# Aim of the exercise:
Reproduce the material below word for word, leaving every line unchanged.
··· Supplied records ···
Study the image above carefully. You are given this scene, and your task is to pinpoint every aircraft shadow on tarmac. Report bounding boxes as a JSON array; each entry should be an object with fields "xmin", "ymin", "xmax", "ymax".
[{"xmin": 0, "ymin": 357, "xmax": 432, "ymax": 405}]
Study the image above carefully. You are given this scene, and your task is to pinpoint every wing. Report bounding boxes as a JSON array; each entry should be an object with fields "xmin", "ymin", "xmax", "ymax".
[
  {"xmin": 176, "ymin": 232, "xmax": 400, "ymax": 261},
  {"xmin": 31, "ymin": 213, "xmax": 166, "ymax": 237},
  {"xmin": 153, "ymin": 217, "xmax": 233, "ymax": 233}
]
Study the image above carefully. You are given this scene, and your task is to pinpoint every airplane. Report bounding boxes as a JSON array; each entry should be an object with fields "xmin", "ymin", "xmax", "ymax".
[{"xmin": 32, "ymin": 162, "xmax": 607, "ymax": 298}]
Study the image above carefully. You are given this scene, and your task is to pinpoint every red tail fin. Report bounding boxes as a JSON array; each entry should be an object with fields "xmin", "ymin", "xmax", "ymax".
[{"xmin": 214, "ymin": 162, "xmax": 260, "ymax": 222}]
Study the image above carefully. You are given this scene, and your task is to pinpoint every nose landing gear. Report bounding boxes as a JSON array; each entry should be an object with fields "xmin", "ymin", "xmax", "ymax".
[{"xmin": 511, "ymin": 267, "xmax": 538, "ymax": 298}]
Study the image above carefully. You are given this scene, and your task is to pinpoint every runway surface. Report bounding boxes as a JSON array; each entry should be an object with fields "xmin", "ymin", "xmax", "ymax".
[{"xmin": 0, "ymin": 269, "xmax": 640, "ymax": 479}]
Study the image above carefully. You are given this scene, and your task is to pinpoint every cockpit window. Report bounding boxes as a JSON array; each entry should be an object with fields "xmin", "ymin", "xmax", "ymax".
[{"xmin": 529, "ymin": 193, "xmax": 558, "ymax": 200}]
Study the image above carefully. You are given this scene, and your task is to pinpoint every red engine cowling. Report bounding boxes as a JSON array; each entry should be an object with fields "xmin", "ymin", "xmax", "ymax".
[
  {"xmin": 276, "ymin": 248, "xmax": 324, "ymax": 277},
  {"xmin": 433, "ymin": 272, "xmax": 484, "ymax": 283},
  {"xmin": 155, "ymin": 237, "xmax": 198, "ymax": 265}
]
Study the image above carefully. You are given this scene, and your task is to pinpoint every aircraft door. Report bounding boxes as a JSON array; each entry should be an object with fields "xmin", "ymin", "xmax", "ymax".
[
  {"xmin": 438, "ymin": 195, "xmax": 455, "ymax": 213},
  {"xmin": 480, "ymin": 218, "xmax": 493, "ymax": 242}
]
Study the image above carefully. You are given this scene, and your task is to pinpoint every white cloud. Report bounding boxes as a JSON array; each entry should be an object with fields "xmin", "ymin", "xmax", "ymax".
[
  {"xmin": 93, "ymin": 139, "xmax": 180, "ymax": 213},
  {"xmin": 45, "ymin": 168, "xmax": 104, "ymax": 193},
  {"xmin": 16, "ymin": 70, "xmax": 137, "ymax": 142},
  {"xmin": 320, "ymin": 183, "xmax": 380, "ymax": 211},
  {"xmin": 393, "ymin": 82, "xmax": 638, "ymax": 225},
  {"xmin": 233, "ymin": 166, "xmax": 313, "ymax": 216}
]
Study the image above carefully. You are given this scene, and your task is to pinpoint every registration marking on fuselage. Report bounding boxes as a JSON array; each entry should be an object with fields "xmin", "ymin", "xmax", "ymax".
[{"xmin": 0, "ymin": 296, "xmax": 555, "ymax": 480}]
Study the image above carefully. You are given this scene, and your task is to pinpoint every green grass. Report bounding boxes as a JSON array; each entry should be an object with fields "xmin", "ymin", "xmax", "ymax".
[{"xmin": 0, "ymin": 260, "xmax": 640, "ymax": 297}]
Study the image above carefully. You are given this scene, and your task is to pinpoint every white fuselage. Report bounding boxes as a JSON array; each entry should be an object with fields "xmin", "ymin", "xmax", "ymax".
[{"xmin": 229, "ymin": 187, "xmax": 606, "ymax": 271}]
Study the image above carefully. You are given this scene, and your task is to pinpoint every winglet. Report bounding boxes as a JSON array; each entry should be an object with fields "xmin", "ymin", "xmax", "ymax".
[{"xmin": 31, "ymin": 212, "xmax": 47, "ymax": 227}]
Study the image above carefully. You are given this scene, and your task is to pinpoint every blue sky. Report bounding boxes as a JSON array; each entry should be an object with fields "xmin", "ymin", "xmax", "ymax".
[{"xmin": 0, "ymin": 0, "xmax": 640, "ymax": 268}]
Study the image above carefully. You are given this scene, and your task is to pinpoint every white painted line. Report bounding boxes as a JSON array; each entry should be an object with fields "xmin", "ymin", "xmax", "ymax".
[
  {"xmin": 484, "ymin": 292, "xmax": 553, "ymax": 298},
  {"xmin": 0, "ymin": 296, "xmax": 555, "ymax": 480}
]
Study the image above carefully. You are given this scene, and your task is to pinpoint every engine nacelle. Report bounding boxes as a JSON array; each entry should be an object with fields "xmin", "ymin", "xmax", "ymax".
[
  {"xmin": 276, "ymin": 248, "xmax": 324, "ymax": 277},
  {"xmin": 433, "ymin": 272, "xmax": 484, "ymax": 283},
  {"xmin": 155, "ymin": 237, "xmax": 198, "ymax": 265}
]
···
# Full output:
Study the image above carefully. You are given this scene, and your task is to pinpoint every aircraft shadow on tarmac. Report bounding boxes as a JSON array; each entry should be an object with fields "xmin", "ymin", "xmax", "ymax".
[{"xmin": 0, "ymin": 357, "xmax": 432, "ymax": 405}]
Study the image above carefully. You are given this scene, and your task is to pinpoint every wing. Report bounding boxes as a JSON array; each entry should be an object with fields "xmin", "ymin", "xmax", "ymax".
[
  {"xmin": 176, "ymin": 232, "xmax": 400, "ymax": 261},
  {"xmin": 31, "ymin": 213, "xmax": 166, "ymax": 237},
  {"xmin": 153, "ymin": 217, "xmax": 233, "ymax": 233}
]
Study the image above carefully. You are given this scene, and your task is to pinpoint every airplane. Report bounding boxes as a JSON array; each entry should be an object with fields "xmin", "ymin", "xmax", "ymax".
[{"xmin": 32, "ymin": 162, "xmax": 607, "ymax": 298}]
Study the image above carefully. You are given this scene, and your task is to pinpoint every red tail fin. Report bounding boxes as a JSON array; each entry should be an object with fields "xmin", "ymin", "xmax", "ymax".
[{"xmin": 214, "ymin": 162, "xmax": 260, "ymax": 222}]
Study the image above carefully. You are given this scene, and your task is to pinpoint every nose landing gear. Report bounding boxes as a JSON array; each entry should be an object with fields "xmin", "ymin", "xmax", "ymax".
[{"xmin": 511, "ymin": 267, "xmax": 538, "ymax": 298}]
Study the image above carefully. You are given this scene, and your task is to pinpoint every runway surface. Report bounding boxes as a JSON array; each entry should be an object with fields "xmin", "ymin", "xmax", "ymax".
[{"xmin": 0, "ymin": 269, "xmax": 640, "ymax": 479}]
Study the image above carefully. You are given this scene, and your task is to pinpoint every cockpit window. Report bounding boxes as a JSON array; each entry should be an object with fields "xmin", "ymin", "xmax", "ymax".
[{"xmin": 529, "ymin": 193, "xmax": 558, "ymax": 200}]
Study the image above carefully. You are given this scene, and your task is to pinpoint every red engine cowling. Report bounding boxes as a JSON array; each entry should be an object with fields "xmin", "ymin", "xmax", "ymax".
[
  {"xmin": 276, "ymin": 248, "xmax": 324, "ymax": 277},
  {"xmin": 433, "ymin": 272, "xmax": 484, "ymax": 283},
  {"xmin": 155, "ymin": 237, "xmax": 198, "ymax": 265}
]
Study the image above carefully. You are given this scene, and your task is to pinpoint every aircraft door. Report bounding boxes as a JSON array; each entry should be an object with fields "xmin", "ymin", "xmax", "ymax".
[
  {"xmin": 438, "ymin": 195, "xmax": 455, "ymax": 213},
  {"xmin": 480, "ymin": 218, "xmax": 493, "ymax": 242}
]
Study the image above carefully. You are given this scene, and your task is to pinpoint every white cloud. Report bounding boxes as a JSON array; each entry should be an object with fields "xmin", "ymin", "xmax", "ymax".
[
  {"xmin": 93, "ymin": 139, "xmax": 180, "ymax": 213},
  {"xmin": 45, "ymin": 168, "xmax": 104, "ymax": 193},
  {"xmin": 16, "ymin": 70, "xmax": 137, "ymax": 142},
  {"xmin": 320, "ymin": 183, "xmax": 380, "ymax": 211},
  {"xmin": 393, "ymin": 82, "xmax": 638, "ymax": 225},
  {"xmin": 233, "ymin": 166, "xmax": 313, "ymax": 216}
]
Study the image above carefully. You are given this scene, and your task is to pinpoint every registration marking on fuselage. Report bounding boxes as a JSON array; each entry should be an object with fields "xmin", "ymin", "xmax", "ymax".
[{"xmin": 0, "ymin": 296, "xmax": 555, "ymax": 480}]
Study the image above carefully. You are given this scene, and your task is to pinpoint every green grass. Report bounding boxes as a JSON array; each entry should be an object with fields "xmin", "ymin", "xmax", "ymax".
[{"xmin": 0, "ymin": 260, "xmax": 640, "ymax": 297}]
Study the image above carefully. You are given this scene, and your task is to pinpoint every white fuselage. Report bounding boxes as a JSON array; each entry should be an object with fields "xmin", "ymin", "xmax", "ymax".
[{"xmin": 229, "ymin": 187, "xmax": 606, "ymax": 271}]
Study the image above carefully. You are given this scene, and your task is to pinpoint every winglet. Report bounding boxes as a JSON array; each entry should be an object with fields "xmin", "ymin", "xmax", "ymax".
[{"xmin": 31, "ymin": 212, "xmax": 47, "ymax": 227}]
Study the image above carefully. You are given this scene, and your task is to pinpoint every blue sky. Report bounding boxes as a JSON array; each entry should be an object with fields "xmin", "ymin", "xmax", "ymax".
[{"xmin": 0, "ymin": 0, "xmax": 640, "ymax": 268}]
Study the image above carefully. You are given this scene, and your task is to pinpoint every white painted line. Report bounding boxes as a JSON array; each entry should be an object with fields "xmin", "ymin", "xmax", "ymax".
[
  {"xmin": 484, "ymin": 292, "xmax": 553, "ymax": 298},
  {"xmin": 0, "ymin": 296, "xmax": 555, "ymax": 480}
]
Study the image above carefully. You are given this scene, and your task is to pinpoint every engine nacelle. Report bounding boxes as a JSON array; each entry should be an object with fields "xmin", "ymin", "xmax", "ymax".
[
  {"xmin": 276, "ymin": 248, "xmax": 324, "ymax": 277},
  {"xmin": 433, "ymin": 272, "xmax": 484, "ymax": 283},
  {"xmin": 155, "ymin": 237, "xmax": 198, "ymax": 265}
]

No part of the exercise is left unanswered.